▶ [Quoted passage]:
------------------------------

Re: There is need for Text to XML semi/automatic conversion?

Discussion in 'XML' started by Peter Flynn, Dec 23, 2005.

  1. Peter Flynn

    Peter Flynn Guest

    wrote:

    > Hi, I'm new at this newsgroup and I want do ask some questions and
    > opinions about this subject.
    >
    > I'm developing an application focused in a very specific task: clean
    > and labelling text documents with user-defined structural tags (title,
    > cite, date, paragraph, itemList, ...). It makes the typical
    > pre-processing tasks needed for computational linguistics in order to
    > work with big corporas to use statistical tools.


    "User-defined"? Is there a standard for corpus linguistics? Like TEI?

    > But I'm worried that this field be too small/specific. I choosed it
    > because it's a field that I know and where I'd some contacts, *but*
    > I'm not sure if research departments of universities are able to spend
    > money/purchase software, or may be they are too used to the free/open
    > source world.


    Some of them have money, some don't. But IMHE they are well used to
    using Open Source software, and there is plenty available.

    > For this reason I'm looking for some other field where the task of
    > adding structural labels to text be needed (specifically converting
    > unstructured and format-oriented documents to structured
    > function-oriented XML documents). May be some area on publishing, but
    > I think that they will not be interested in "small" desktop
    > applications.


    Who is "they"?

    > Please, any of you had worked for or listen about some business with
    > this kind of need? Do you think that there is demand for legacy
    > document conversion in small business?


    Lots of us work in or close to this field. There certainly is a demand
    for this, but it's very small, especially in small businesses. It is
    currently faster and cheaper to send the whole corpus to a company in
    the Indian subcontinent or on the Pacific Rim and have it rekeyed or
    scanned into XML there. In general, companies are not interested in
    legacy documents, and there is little or no business case for them to
    be. It's different if someone is suing you over some documented event
    that happened in the distant past, but in those cases I suspect the
    companies are only too glad for the documents to remain inaccessible.

    If there was any interest in preserving them, they wouldn't have used
    WordPerfect, Lotus, or Word formats (or whatever) to store them in
    in the first place, would they? :)

    Academic research, especially literary and historical research; some
    library projects; and some publishing-oriented preservation projects
    are more likely to have a demand for this software -- but they don't
    have large sums of money to spend on it, and it is arguable that if
    they are publicly-funded they should perhaps not be spending that
    money this way. And in those fields there are a lot of people who are
    very expert in doing these conversions.

    You seem to be confused about your objective: you say "...in small
    business" but in the preceding paragraph you say that "...they will
    not be interested in 'small' desktop applications."

    > Some info about the application:
    >
    > - Importing form main document formats (TXTs, HTML, RTF, others?).


    Those are three very unlikely candidates as there is already
    software to handle them in many ways.

------------------------------

▶ [Dataset content]:
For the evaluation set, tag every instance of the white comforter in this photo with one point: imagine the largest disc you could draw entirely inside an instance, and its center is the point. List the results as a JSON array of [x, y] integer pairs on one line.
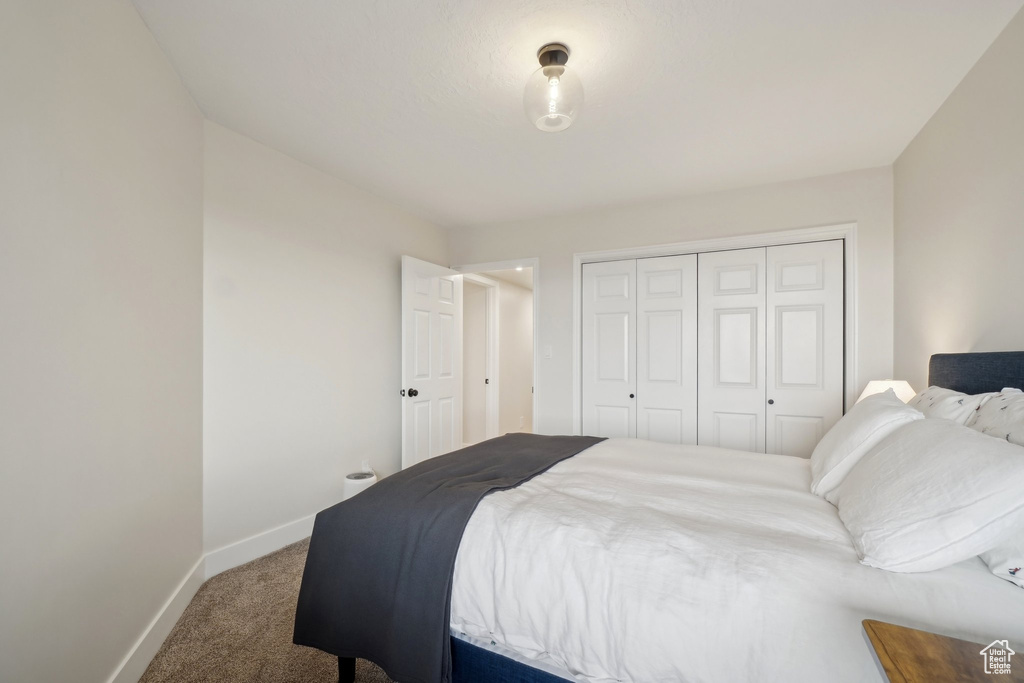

------------------------------

▶ [Work instructions]: Render this sentence from the XML conversion thread into Spanish: "Lots of us work in or close to this field." The data stands apart from the XML conversion thread.

▶ [Result below]: Muchos de nosotros trabajamos en este campo o cerca de él.